* _DOCUMENTO_:
•••

Risorse alimentari, distribuzione e speculazione. Brevetti. Omologazione e importanza della biodiversità. L’habitat rurale e il suo paesaggio. I mercati e la politica agricola comunitaria. E noi davanti a tutto questo cosa possiamo fare?
L
e sfide dell’agricoltura. Titolo impegnativo, perché parlare di agricoltura, a parere di chi scrive, vuol dire parlare di infiniti aspetti del nostro vivere e delle basi della vita stessa. Prendete la fotosintesi, per esempio: il più straordinario processo in natura capace di rendere organico qualcosa che non lo è. La pianta prende la luce del sole, l’anidride carbonica e i minerali e ne ricava zucchero - glucosio, per la precisione – e ossigeno. Capite che se tutto questo grande gioco sta in piedi è per merito di quella piccola grande magia. Ed è da lì, dalla fotosintesi, che muove i suoi passi anche il mondo agricolo.
In ogni plaga del mondo, là dove c’è vita, esistono sedimentate forme dell’agricoltura, ognuna espressione della sintesi tra territorialità - le forme e le caratteristiche del territorio - e l’ingegno di chi quella terra ha deciso di affrontarla. Se ne deduce che il nostro rapporto con la terra (e con i suoi prodotti) sia determinante del nostro modo di vivere e ci dica qualcosa riguardo la nostra identità.
Queste quattro righe di premessa solo per tentare di dare una dimensione al nostro oggetto d’analisi: la chiave della vita e delle nostre identità. Qualcosa da trattare con grande cura, insomma.
Senza la consapevolezza di cui sopra sarebbe difficile portare lucidamente al pettine i nodi - le sfide, appunto - più importanti che l’agricoltura dovrà sciogliere nei prossimi anni. Perché parlare di prospettive per l’agricoltura significa prima di tutto individuarne i problemi, per poi andare oltre.
Di seguito tenteremo di delineare mediante alcuni flash le principali criticità che interesseranno noi e il nostro modo di produrre e consumare cibo.
Bruegel Il Vecchio, "Il campo di grano" (dettaglio), 1565, Metropolitan Museum of Art, New York
Risorse alimentari, distribuzione e speculazione
Uno di questi, probabilmente il più importante, è l’iniqua distribuzione delle risorse sul pianeta. Che il 20% della popolazione terrestre consumi l’80% delle risorse lasciando all’altro 80% le briciole è intuitivamente il primo dei problemi a cui la nostra società deve una risposta. Ad oggi – ultimi dati FAO - 250 milioni di persone rischiano di morire di fame e 850 milioni vivono in condizioni di sottonutrizione.
Al di là degli aspetti strettamente connessi alla distribuzione sono spesso il protezionismo dei paesi ricchi e attività di tipo speculativo che aggravano la situazione e affamano vasta parte del pianeta: si vedano le ingenti quantità di prodotti europei mandati al macero, l’utilizzo del 40% delle terre agricole per produrre cibo per l’alimentazione animale, le crescenti quote di terreni destinati alla produzione di cereali per la produzione di biocarburanti o l’occupazione di terreni agricoli per l’installazione di pannelli fotovoltaici (quest’ultimo fenomeno recentemente ha interessato anche il nostro paese).

•••

* _CONSEGNA A_: Trascrivi tali e quali le righe dei record che vanno dall'inizio dei record fino alla riga contenente "task: trace the", compresa.

(Voci dei contorni di aree etichettate)
•••

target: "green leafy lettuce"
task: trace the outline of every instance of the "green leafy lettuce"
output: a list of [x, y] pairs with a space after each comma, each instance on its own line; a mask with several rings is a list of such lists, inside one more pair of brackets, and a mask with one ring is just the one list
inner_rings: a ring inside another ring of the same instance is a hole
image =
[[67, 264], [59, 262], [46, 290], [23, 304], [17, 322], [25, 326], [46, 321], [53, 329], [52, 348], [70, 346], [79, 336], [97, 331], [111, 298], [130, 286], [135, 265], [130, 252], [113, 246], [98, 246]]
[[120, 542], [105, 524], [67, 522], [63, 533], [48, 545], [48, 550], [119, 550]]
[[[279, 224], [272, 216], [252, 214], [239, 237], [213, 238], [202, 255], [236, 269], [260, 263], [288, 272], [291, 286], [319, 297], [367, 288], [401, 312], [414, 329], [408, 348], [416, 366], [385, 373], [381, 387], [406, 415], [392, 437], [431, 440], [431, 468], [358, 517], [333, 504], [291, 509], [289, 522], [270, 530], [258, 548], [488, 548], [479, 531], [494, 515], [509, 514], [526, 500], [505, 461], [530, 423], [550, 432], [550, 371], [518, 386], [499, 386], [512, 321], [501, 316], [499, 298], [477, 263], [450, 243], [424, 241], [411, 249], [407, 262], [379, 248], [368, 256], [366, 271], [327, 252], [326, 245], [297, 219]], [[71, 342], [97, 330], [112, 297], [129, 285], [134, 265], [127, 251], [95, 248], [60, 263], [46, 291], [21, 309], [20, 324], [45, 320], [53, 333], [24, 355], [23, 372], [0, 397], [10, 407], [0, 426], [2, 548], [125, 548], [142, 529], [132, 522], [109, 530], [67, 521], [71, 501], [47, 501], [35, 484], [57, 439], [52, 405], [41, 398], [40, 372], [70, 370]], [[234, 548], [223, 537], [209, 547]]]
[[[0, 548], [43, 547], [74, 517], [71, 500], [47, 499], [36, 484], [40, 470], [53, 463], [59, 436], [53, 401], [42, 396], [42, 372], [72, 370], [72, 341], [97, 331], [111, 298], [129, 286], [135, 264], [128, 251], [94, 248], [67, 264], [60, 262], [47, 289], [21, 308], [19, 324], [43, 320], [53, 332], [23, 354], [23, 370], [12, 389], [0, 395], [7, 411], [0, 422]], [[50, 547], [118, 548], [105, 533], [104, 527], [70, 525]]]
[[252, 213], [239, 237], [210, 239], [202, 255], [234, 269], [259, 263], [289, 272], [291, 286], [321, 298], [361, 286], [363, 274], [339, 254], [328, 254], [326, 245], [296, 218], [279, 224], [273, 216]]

•••

* _CONSEGNA B_: Elenca gli esempi che il documento sulle sfide dell'agricoltura porta per mostrare come il protezionismo dei paesi ricchi e le attività speculative aggravano la situazione.

* _SOLUZIONE ESERCIZIO A_:
target: "green leafy lettuce"
task: trace the outline of every instance of the "green leafy lettuce"

* _SOLUZIONE ESERCIZIO B_:
- Le ingenti quantità di prodotti europei mandati al macero
- L'utilizzo del 40% delle terre agricole per produrre cibo per l'alimentazione animale
- Le crescenti quote di terreni destinati alla produzione di cereali per la produzione di biocarburanti
- L'occupazione di terreni agricoli per l'installazione di pannelli fotovoltaici